Point-per-instance localization data

<<<<

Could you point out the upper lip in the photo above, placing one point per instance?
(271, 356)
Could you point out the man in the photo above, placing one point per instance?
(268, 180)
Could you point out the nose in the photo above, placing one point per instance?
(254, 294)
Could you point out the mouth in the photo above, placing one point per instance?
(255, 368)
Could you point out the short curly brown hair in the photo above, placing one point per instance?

>>>>
<<<<

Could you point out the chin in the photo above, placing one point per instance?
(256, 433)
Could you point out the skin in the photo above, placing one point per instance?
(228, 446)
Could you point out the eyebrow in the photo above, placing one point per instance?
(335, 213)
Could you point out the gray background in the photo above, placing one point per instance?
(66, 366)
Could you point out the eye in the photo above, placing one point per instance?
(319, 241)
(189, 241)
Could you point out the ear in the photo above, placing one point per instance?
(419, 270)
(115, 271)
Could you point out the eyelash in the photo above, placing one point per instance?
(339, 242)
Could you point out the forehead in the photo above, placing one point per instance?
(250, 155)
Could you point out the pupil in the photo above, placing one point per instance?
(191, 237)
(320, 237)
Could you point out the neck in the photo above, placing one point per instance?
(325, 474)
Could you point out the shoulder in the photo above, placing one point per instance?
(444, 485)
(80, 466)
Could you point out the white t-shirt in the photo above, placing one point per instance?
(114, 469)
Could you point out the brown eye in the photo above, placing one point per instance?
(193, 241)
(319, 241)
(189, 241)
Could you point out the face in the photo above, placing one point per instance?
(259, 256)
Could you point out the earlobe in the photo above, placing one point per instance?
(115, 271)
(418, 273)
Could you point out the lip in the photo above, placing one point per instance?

>>>>

» **Exercise requirements**
Transcribe the records above from the line holding "Could you point out the upper" down to the line holding "Could you point out the short", inclusive, without adding anything.

» **Exercise solution**
Could you point out the upper lip in the photo above, placing one point per instance?
(271, 356)
Could you point out the man in the photo above, placing one point per instance?
(268, 180)
Could you point out the nose in the photo above, placing one point per instance?
(254, 294)
Could you point out the mouth in the photo above, placing one point per instance?
(255, 368)
Could you point out the short curly brown hair in the photo above, placing one point per instance?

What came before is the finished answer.